The oldest part of the town hall complex is Bridge House, a private residence which was significantly enlarged and enhanced for a surgeon, Dr Josiah Cash, in the mid-19th century. The design involved an asymmetrical main frontage with four bays facing south towards Imperial Road; the left hand bay, which projected forward and was gabled, featured bay windows on the first two floors and two small windows on the second floor. The three bay section to the right featured a doorway in the central bay and bay windows on the first two floors in the right hand bay; the rest of that section was fenestrated by sash windows. There were formal gardens in front of the house.

Cash established a hydrotherapy business in the house, in partnership with his father-in-law, Dr John Adams, who was also a surgeon. After Cash died in October 1877, the hydrotherapy business was acquired by the Reverend Richard Nicholson, who renamed the house Bridge Hall. Nicholson commissioned a stained glass window for the staircase with panels by Carl Almquist and Edward Jewitt. When Nicholson got into financial difficulties in March 1894, his properties were auctioned in June 1894 and the local board of health acquired Bridge Hall for municipal use: a fire station was established in the stables behind the house.

Following significant population growth, largely associated with the status of Matlock as an emerging spa resort, the area became an urban district with the town hall as its offices in December 1894. The new civic leaders decided to commission an extension to the right of the original house: the design involved a large gabled block, which was designed in the Italianate style, built in ashlar stone and was completed in 1898. The design involved five bays facing Bank Road: there was a doorway in the central bay flanked by brackets supporting a stone balcony on the ground floor, five large round headed windows with keystones on the first floor and, at roof level, there was a balustrade. Internally, the principal room in the Italianate block was a large assembly hall but the enlarged complex also incorporated a courtroom for magistrates' court hearings.
=======
> **Required work**:
1 > In the passage on the Matlock town hall complex, condense the paragraph beginning "Cash established a hydrotherapy business" into a short bulleted list that keeps its main facts.
2 > According to the passage on the town hall complex, in what year was the Italianate extension completed?
3 > Write a continuation of the account of the Matlock town hall complex, picking up after its final sentence.
The records that follow the text were taken from a separate source.

(Dataset entries)
=======
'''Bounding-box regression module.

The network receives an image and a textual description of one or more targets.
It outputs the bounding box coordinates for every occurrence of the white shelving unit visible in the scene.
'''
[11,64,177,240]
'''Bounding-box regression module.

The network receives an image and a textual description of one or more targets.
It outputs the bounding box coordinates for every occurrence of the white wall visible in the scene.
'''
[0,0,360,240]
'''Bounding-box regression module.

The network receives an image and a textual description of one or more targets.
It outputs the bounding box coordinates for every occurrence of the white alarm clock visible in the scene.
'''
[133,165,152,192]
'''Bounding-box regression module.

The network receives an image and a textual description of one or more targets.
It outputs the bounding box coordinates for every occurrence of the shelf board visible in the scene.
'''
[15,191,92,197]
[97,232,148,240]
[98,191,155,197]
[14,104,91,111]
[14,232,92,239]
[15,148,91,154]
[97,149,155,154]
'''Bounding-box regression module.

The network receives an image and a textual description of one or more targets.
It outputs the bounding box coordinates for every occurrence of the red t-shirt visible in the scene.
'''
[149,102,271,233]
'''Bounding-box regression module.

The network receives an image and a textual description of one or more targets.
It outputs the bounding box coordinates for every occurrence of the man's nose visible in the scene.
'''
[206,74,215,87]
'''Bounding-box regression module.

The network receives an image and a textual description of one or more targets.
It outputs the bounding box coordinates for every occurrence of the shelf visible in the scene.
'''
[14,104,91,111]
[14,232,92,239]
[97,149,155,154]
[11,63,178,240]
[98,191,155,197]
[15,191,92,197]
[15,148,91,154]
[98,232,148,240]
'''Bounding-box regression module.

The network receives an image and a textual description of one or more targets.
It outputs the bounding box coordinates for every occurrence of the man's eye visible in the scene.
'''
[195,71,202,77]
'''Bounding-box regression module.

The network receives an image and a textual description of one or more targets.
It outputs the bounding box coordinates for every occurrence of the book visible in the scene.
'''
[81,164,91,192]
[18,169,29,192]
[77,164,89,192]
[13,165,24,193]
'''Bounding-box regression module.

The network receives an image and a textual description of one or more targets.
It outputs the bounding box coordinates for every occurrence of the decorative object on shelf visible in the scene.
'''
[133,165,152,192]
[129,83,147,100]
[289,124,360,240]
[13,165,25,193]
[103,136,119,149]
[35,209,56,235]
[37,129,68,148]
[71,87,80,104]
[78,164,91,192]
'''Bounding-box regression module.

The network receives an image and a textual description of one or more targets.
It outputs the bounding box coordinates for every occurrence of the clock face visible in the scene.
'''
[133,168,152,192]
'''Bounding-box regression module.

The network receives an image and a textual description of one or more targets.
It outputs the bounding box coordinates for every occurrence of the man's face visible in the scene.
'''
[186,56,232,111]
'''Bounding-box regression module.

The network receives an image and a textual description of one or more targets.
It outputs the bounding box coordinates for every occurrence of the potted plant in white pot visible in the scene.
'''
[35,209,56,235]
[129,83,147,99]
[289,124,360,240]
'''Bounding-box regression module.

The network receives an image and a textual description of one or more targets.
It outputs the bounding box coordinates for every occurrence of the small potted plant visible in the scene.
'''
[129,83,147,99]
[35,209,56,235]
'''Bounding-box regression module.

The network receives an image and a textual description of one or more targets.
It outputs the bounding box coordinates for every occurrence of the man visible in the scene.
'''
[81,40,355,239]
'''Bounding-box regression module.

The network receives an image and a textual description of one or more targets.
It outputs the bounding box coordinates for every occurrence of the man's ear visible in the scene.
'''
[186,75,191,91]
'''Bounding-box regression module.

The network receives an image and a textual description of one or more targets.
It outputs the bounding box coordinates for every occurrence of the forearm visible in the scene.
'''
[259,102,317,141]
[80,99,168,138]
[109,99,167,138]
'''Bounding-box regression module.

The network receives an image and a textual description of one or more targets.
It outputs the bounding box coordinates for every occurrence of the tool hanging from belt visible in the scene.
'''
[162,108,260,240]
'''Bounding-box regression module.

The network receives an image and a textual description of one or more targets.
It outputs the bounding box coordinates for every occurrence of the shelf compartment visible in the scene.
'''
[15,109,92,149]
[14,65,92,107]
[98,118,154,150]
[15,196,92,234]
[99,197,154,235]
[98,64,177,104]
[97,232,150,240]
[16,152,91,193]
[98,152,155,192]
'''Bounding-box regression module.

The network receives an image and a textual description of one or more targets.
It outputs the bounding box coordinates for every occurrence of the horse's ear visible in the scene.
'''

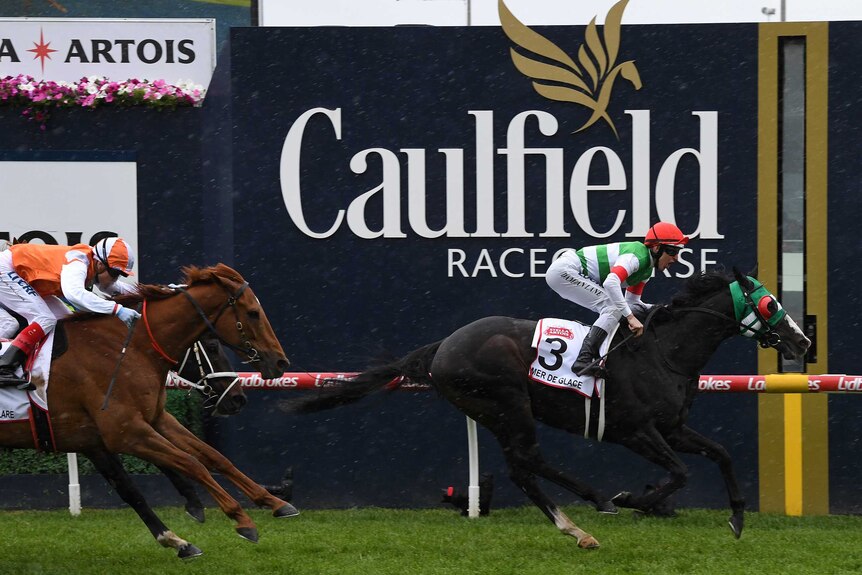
[746,263,759,278]
[733,266,754,291]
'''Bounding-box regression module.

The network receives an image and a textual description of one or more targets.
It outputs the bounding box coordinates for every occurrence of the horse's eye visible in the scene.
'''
[757,295,778,319]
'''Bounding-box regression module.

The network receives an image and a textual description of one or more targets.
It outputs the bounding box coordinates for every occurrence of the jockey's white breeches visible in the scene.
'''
[545,250,622,333]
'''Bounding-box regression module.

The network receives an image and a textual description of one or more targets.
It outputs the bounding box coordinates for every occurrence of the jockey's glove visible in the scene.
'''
[117,306,141,328]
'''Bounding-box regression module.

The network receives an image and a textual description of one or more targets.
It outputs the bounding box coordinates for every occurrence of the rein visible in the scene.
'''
[168,340,240,410]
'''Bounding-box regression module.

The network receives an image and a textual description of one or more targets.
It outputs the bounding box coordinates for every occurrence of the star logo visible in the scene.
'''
[27,28,57,76]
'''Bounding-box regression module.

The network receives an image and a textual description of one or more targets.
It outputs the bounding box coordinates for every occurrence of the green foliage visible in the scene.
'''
[0,389,204,475]
[0,506,862,575]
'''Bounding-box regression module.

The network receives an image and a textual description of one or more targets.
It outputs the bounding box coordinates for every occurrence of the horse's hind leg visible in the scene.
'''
[667,425,745,539]
[483,409,599,549]
[157,466,206,523]
[103,424,258,543]
[613,426,688,513]
[156,413,299,517]
[84,450,202,559]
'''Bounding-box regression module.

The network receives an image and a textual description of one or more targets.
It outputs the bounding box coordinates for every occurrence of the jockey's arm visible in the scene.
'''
[60,258,119,314]
[99,280,137,296]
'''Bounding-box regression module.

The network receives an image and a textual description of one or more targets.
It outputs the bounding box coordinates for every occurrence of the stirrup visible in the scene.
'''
[572,357,608,378]
[0,372,30,389]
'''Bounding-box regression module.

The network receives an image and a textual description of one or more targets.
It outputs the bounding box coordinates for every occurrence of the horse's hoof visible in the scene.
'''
[177,543,204,559]
[727,513,743,539]
[272,503,306,519]
[186,505,206,523]
[236,527,259,543]
[596,501,620,515]
[611,491,632,507]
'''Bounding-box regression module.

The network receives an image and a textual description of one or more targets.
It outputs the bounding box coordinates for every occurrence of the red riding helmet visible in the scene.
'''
[93,238,135,276]
[644,222,688,247]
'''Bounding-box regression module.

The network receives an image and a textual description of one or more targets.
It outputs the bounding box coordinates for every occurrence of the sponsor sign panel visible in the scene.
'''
[231,3,757,372]
[0,18,216,88]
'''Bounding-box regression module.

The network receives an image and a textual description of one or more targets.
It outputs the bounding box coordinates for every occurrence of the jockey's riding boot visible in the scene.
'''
[0,344,30,389]
[572,325,608,376]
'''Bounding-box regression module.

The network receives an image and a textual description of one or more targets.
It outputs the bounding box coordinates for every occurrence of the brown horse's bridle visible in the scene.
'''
[142,282,260,365]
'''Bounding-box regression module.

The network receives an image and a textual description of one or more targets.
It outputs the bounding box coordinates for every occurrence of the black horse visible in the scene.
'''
[288,269,811,548]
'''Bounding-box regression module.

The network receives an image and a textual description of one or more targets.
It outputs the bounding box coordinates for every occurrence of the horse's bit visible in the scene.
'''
[175,282,260,363]
[168,340,240,411]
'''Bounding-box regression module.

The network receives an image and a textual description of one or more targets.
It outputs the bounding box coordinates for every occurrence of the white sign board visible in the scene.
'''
[0,160,141,281]
[0,18,216,88]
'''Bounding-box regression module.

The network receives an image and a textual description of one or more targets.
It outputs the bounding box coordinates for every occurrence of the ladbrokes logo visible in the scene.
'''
[498,0,641,138]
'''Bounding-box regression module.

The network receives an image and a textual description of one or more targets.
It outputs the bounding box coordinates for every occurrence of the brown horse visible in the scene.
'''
[0,264,298,557]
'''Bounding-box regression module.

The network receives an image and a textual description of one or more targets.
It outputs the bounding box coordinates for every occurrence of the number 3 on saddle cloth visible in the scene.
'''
[529,318,616,441]
[0,327,57,452]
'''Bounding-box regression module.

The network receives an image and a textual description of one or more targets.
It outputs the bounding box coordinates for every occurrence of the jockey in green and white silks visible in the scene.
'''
[545,222,688,375]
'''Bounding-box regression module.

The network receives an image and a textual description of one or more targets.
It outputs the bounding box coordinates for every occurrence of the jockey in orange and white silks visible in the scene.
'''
[545,222,688,375]
[0,238,140,389]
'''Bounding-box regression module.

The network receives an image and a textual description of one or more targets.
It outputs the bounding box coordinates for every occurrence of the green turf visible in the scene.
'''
[0,506,862,575]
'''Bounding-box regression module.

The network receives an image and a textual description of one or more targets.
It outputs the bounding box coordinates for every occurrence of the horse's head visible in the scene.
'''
[177,333,248,416]
[730,268,811,359]
[186,264,290,378]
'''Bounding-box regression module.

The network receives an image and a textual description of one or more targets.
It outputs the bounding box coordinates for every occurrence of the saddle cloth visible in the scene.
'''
[530,317,616,397]
[0,338,55,422]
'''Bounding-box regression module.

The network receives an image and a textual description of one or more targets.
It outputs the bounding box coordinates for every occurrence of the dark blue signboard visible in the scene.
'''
[228,25,757,505]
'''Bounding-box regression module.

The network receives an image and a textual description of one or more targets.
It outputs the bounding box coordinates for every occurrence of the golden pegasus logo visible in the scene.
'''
[498,0,642,139]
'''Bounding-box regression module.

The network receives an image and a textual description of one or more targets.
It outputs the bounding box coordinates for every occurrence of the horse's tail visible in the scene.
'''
[280,340,443,413]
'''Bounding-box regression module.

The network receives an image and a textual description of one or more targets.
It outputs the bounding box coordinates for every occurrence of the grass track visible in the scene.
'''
[0,506,862,575]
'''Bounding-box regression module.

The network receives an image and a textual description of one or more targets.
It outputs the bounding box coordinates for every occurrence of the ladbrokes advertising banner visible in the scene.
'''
[231,3,757,370]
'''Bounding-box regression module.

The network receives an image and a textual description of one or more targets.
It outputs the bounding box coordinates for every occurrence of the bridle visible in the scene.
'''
[644,282,782,375]
[141,282,260,365]
[168,340,240,411]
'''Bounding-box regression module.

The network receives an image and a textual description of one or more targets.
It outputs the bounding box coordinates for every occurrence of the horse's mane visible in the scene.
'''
[671,269,735,307]
[65,264,245,321]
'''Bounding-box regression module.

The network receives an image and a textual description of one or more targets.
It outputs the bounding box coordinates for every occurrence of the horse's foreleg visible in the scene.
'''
[105,422,258,543]
[159,467,206,523]
[509,463,599,549]
[613,426,688,513]
[155,413,299,517]
[84,450,202,559]
[667,425,745,539]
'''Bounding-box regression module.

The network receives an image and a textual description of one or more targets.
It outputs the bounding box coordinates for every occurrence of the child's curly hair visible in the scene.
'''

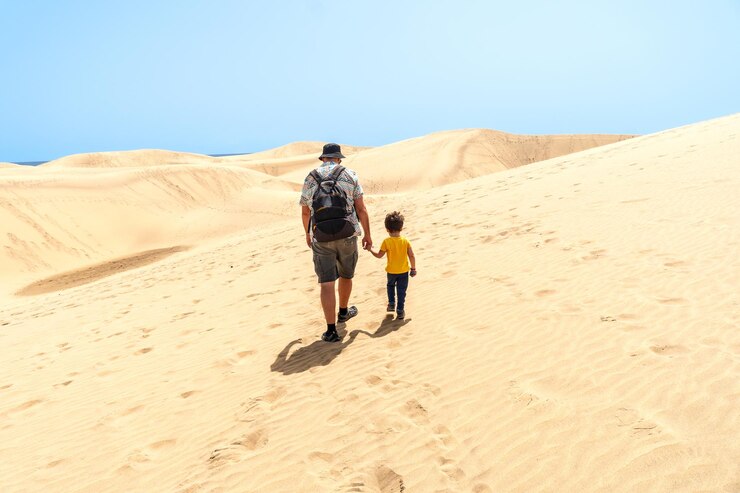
=======
> **Answers by item number**:
1 >
- Cash ran a hydrotherapy business in the house with his father-in-law, Dr John Adams, also a surgeon.
- After Cash died in October 1877, the Reverend Richard Nicholson took over the business and renamed the house Bridge Hall.
- Nicholson commissioned a stained glass staircase window with panels by Carl Almquist and Edward Jewitt.
- Nicholson got into financial difficulties in March 1894, and his properties were auctioned in June 1894.
- The local board of health bought Bridge Hall for municipal use and set up a fire station in the stables behind it.

2 > 1898

3 >
At the start of the First World War, Frederick Charles Arkwright of Willersley Castle spoke at a recruiting event at the town hall in August 1914: some 50 men signed up for service with the Sherwood Foresters during the meeting. During the Second World War, William Cavendish, Marquess of Hartington, spoke to a crowd assembled outside the town hall after losing the West Derbyshire by-election, as the official candidate of the Wartime Coalition, on 18 February 1944. Standing next to his fiancé, Kathleen, (Note: Kathleen was a sister of the future President of the United States, John F. Kennedy.) and knowing he was about to go off to war, he told them, that "I am going to fight for you at the front".

The town hall continued to serve as the headquarters of Matlock Urban District Council for much of the 20th century and remained the local seat of government for the enlarged West Derbyshire District Council which was formed in 1974. In the context of the increasing responsibilities of the council, the new civic leaders decided to commission an extension to the left of the original house: the design involved a three bay section to the left and a gabled block on the far left, all in a similar style to the original building, with the works being completed in 1979. The council was renamed Derbyshire Dales District Council in 1987.